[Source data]

━━━━━━━━━━━━━━━━

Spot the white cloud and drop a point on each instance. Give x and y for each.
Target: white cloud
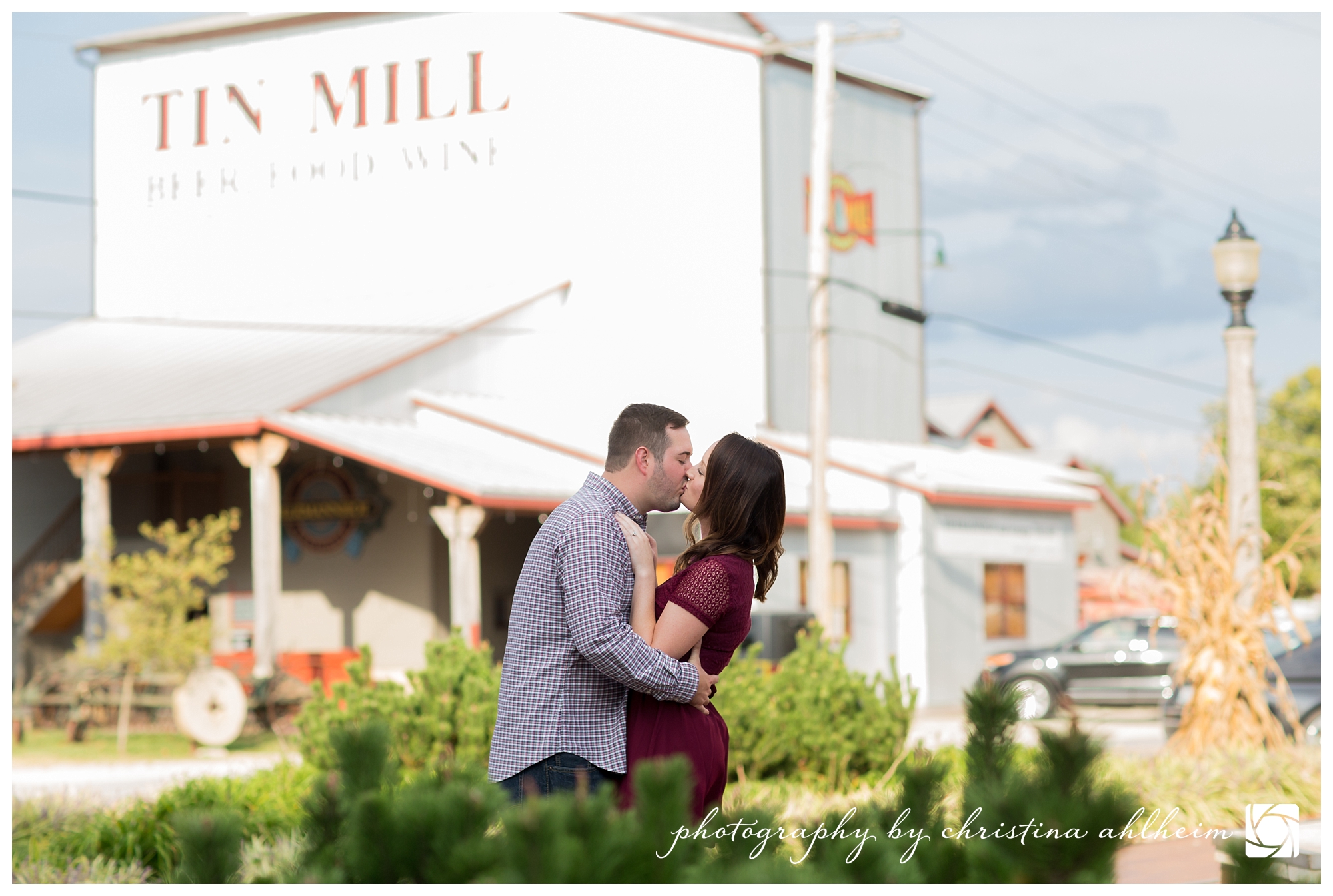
(1135, 454)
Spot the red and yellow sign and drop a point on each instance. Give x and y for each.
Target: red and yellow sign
(851, 214)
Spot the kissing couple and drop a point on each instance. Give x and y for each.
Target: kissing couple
(591, 627)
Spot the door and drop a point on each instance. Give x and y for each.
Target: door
(1099, 666)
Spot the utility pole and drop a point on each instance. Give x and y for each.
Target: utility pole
(819, 572)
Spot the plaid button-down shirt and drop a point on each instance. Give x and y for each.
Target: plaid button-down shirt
(571, 654)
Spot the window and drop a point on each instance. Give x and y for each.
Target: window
(842, 598)
(1007, 600)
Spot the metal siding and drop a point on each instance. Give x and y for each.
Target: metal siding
(876, 359)
(956, 602)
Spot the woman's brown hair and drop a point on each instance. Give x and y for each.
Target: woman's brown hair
(744, 502)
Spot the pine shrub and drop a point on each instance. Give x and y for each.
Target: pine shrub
(812, 717)
(450, 712)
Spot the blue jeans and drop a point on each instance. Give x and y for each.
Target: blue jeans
(557, 773)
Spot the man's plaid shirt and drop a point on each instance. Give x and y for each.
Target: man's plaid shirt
(571, 654)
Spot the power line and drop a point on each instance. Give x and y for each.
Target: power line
(53, 198)
(1067, 394)
(1075, 352)
(1075, 137)
(1056, 169)
(1032, 340)
(1071, 110)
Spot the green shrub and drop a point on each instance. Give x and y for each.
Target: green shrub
(450, 713)
(367, 823)
(210, 845)
(142, 832)
(811, 716)
(81, 871)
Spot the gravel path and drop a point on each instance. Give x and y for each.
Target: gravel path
(107, 783)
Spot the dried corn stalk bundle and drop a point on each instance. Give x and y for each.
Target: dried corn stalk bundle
(1188, 546)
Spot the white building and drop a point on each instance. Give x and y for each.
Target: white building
(438, 254)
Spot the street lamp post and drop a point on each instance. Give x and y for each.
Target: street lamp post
(1236, 267)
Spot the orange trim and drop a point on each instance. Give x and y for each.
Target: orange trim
(668, 33)
(445, 486)
(229, 31)
(863, 523)
(429, 347)
(135, 436)
(507, 431)
(946, 499)
(752, 21)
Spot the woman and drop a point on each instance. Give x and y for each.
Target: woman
(738, 498)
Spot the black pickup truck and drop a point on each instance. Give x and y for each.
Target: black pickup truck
(1115, 662)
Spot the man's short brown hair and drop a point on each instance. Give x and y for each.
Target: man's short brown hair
(641, 426)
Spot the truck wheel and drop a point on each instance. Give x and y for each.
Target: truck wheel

━━━━━━━━━━━━━━━━

Brief: Report how many lines of the data hold the string "wheel"; give only the number.

Output below: 2